**Input**
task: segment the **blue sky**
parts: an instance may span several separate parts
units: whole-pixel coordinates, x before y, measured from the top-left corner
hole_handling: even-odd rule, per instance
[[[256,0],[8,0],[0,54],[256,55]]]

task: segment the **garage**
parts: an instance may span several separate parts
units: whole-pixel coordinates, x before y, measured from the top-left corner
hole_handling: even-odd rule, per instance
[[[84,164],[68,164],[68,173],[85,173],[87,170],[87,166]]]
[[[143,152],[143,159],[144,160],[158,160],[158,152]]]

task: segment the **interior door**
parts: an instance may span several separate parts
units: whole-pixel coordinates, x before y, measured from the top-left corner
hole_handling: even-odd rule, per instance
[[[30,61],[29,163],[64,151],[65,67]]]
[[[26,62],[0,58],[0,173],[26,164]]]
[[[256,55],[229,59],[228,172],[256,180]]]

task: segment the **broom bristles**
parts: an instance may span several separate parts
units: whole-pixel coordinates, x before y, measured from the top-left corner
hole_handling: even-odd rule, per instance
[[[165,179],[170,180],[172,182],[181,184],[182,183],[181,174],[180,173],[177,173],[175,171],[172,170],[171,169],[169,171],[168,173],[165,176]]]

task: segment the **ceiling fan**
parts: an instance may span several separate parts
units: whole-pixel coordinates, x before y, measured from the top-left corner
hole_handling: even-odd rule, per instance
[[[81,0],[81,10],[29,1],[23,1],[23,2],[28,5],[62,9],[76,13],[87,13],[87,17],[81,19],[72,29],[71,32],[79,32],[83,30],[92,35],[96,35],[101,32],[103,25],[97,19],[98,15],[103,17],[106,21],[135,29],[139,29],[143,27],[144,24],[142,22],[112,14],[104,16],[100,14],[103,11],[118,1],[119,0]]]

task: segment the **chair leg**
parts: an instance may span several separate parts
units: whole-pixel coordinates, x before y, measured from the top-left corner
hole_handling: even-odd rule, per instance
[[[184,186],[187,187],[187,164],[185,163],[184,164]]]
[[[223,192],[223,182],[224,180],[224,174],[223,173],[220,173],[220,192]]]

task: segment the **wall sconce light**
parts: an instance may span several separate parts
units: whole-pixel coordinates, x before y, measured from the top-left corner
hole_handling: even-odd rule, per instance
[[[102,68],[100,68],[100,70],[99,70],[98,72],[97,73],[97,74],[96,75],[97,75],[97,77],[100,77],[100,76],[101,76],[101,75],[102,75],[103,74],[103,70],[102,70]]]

**Aim**
Convert every line of the entries above into one numbered list, omitting the blank lines.

**Result of this exercise**
1. task: segment the **blue sky**
2. parts: an instance may span several separate parts
3. units: whole-pixel coordinates, x before y, measured from the top-left corner
4. hole_handling: even-odd rule, per instance
5. [[[256,0],[8,0],[0,54],[256,55]]]
6. task: segment the **garage**
7. parts: an instance may span several separate parts
8. units: whole-pixel coordinates, x before y, measured from the top-left corner
9. hole_handling: even-odd rule, per instance
10. [[[84,164],[68,164],[68,173],[85,173],[87,170],[87,166]]]
11. [[[143,152],[143,159],[144,160],[158,160],[158,152]]]
12. task: segment the **interior door**
13. parts: an instance may span several separate parts
14. units: whole-pixel coordinates, x before y, measured from the top-left corner
15. hole_handling: even-odd rule, per instance
16. [[[30,61],[29,163],[64,151],[65,67]]]
17. [[[26,62],[0,58],[0,173],[26,164]]]
18. [[[256,55],[229,59],[228,172],[256,180]]]
19. task: segment the **broom bristles**
20. parts: an instance may span several separate parts
21. units: whole-pixel coordinates, x before y, measured from the top-left corner
22. hole_handling: even-odd rule, per instance
23. [[[165,179],[170,180],[172,182],[181,184],[182,183],[181,174],[180,173],[177,173],[175,171],[172,170],[171,169],[169,171],[168,173],[165,176]]]
24. task: segment the **ceiling fan**
25. parts: an instance may span several separate parts
26. units: whole-pixel coordinates, x before y, measured from the top-left corner
27. hole_handling: even-odd rule, per instance
28. [[[81,0],[81,10],[29,1],[23,1],[23,2],[28,5],[62,9],[76,13],[87,13],[87,17],[81,19],[72,29],[71,32],[79,32],[83,30],[92,35],[96,35],[101,32],[103,25],[97,19],[98,15],[103,17],[106,21],[135,29],[139,29],[143,27],[144,24],[142,22],[112,14],[104,16],[100,14],[103,11],[118,1],[119,0]]]
29. task: segment the **chair leg**
30. parts: an instance may span several separate parts
31. units: whole-pixel coordinates, x before y, measured from the top-left corner
32. hole_handling: even-odd rule, per instance
33. [[[184,186],[187,187],[187,164],[185,163],[184,164]]]
34. [[[223,192],[223,182],[224,180],[224,174],[223,173],[220,173],[220,192]]]
35. task: segment the **wall sconce light**
36. parts: an instance may span several separate parts
37. units: whole-pixel coordinates, x before y, measured from the top-left corner
38. hole_handling: even-odd rule, per instance
39. [[[102,68],[100,68],[100,70],[99,70],[98,72],[97,73],[97,74],[96,75],[97,75],[97,77],[100,77],[100,76],[101,76],[101,75],[102,75],[103,74],[103,70],[102,70]]]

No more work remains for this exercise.